Exercise input >>
□ □ □ □ □
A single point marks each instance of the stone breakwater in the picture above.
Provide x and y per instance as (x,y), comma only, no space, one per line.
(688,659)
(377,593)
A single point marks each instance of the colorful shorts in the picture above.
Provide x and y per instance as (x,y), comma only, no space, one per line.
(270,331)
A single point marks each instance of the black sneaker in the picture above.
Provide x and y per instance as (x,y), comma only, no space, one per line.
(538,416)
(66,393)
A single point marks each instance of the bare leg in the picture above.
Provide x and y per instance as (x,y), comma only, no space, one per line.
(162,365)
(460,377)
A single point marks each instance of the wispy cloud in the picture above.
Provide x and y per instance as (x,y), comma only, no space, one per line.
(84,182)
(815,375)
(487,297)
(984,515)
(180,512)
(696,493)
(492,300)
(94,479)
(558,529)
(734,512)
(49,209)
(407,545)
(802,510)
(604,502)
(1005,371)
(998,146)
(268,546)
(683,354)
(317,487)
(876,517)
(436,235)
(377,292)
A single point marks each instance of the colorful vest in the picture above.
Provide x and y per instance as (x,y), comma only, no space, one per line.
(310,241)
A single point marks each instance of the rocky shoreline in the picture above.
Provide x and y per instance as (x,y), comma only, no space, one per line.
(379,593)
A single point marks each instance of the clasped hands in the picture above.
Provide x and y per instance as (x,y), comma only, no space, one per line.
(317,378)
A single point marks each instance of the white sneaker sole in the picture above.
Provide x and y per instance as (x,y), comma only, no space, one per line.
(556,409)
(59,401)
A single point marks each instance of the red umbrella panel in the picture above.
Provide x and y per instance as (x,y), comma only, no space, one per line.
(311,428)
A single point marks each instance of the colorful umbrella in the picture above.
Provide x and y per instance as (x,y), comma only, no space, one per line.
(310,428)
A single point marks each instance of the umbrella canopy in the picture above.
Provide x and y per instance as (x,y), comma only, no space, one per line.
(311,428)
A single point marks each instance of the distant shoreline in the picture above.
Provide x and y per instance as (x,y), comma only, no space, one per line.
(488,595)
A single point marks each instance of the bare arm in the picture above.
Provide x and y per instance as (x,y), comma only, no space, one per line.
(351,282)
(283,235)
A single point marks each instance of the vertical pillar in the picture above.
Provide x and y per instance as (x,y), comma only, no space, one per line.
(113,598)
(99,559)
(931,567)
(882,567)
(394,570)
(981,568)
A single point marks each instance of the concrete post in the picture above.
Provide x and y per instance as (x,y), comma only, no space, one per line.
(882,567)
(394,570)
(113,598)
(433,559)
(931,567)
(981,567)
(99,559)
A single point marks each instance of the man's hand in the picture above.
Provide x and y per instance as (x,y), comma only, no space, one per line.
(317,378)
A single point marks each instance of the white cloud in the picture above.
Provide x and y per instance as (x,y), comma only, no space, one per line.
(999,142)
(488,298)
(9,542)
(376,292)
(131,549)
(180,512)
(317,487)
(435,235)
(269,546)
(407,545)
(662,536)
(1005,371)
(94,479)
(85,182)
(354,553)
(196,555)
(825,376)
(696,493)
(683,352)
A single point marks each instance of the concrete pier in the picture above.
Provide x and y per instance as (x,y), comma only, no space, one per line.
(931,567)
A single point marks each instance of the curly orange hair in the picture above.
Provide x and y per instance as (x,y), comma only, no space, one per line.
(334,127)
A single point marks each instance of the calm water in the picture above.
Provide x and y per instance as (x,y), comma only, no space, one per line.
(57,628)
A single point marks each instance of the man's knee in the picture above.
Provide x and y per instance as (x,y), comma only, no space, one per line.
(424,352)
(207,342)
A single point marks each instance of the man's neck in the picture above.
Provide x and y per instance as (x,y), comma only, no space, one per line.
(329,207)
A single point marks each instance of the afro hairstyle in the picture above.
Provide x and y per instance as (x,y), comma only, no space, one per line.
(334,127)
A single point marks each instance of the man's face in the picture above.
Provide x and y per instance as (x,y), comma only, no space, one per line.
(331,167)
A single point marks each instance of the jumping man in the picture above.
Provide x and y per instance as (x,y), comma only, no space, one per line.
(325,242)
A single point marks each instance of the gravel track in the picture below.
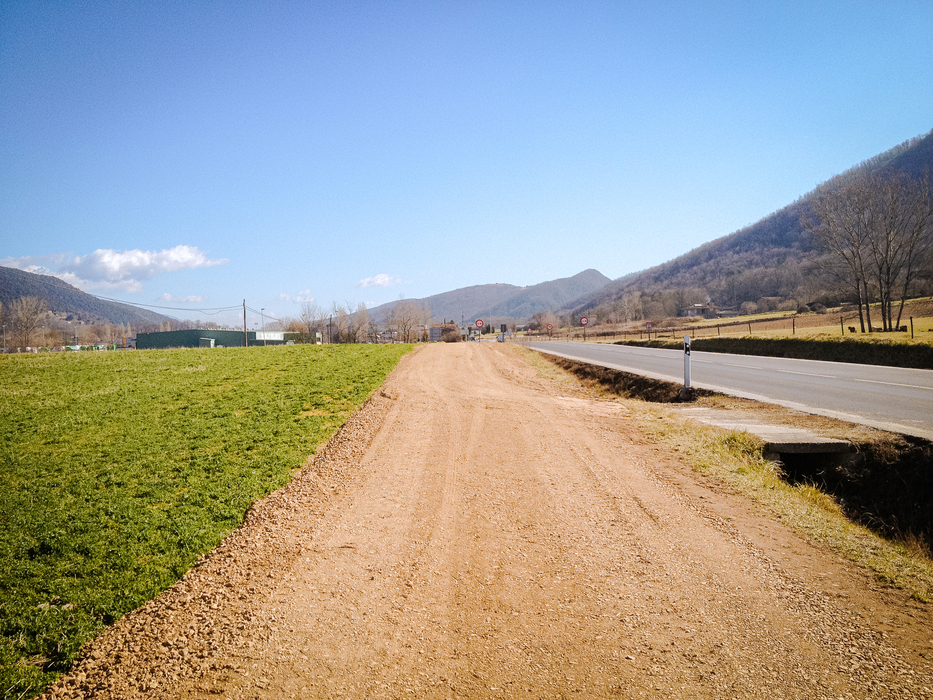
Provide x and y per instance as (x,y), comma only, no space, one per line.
(476,531)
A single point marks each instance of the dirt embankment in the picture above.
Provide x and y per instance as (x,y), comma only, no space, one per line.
(477,532)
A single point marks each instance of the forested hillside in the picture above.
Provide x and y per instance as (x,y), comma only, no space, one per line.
(775,261)
(501,301)
(62,298)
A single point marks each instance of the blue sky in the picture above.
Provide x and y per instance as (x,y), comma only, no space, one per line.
(198,154)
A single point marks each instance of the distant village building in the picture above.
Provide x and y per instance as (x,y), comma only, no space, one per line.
(701,311)
(206,338)
(436,332)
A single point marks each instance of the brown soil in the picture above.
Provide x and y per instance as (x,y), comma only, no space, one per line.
(476,531)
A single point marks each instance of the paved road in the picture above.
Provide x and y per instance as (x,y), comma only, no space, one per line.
(890,398)
(478,532)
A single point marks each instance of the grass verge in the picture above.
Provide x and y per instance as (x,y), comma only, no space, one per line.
(735,458)
(121,469)
(876,351)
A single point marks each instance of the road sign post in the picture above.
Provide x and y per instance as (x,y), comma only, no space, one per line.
(685,394)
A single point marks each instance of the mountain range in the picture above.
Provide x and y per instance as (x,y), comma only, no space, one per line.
(773,258)
(505,302)
(64,299)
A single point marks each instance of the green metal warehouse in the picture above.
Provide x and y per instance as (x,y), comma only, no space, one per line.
(211,339)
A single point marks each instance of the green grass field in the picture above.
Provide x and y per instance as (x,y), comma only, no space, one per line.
(120,468)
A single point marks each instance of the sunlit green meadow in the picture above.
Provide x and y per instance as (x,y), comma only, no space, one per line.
(120,468)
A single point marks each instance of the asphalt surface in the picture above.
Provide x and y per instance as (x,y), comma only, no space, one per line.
(889,398)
□ □ □ □ □
All lines from the one containing "A single point marks each instance of the green metal" through the end of the records, both ends included, are to be quoted exactly; please add nothing else.

In response >>
A single point marks each instance of the green metal warehouse in the picture above.
Provide x and y per instance as (x,y), comma only, no space, one per line.
(211,339)
A single point marks each instance of the green grass field in the picture above.
Provide x and y per instance as (x,y), comma only, no space, one per line.
(120,468)
A single point marks each instance of the sunlit green meadow in the picture above.
Provide x and y per instance as (x,y), comma only, no space, one per line.
(120,468)
A single point marks each instance of the asphalt surface in the picture above.
Provide x and y per instance as (x,y), comma only, no space, one per line.
(889,398)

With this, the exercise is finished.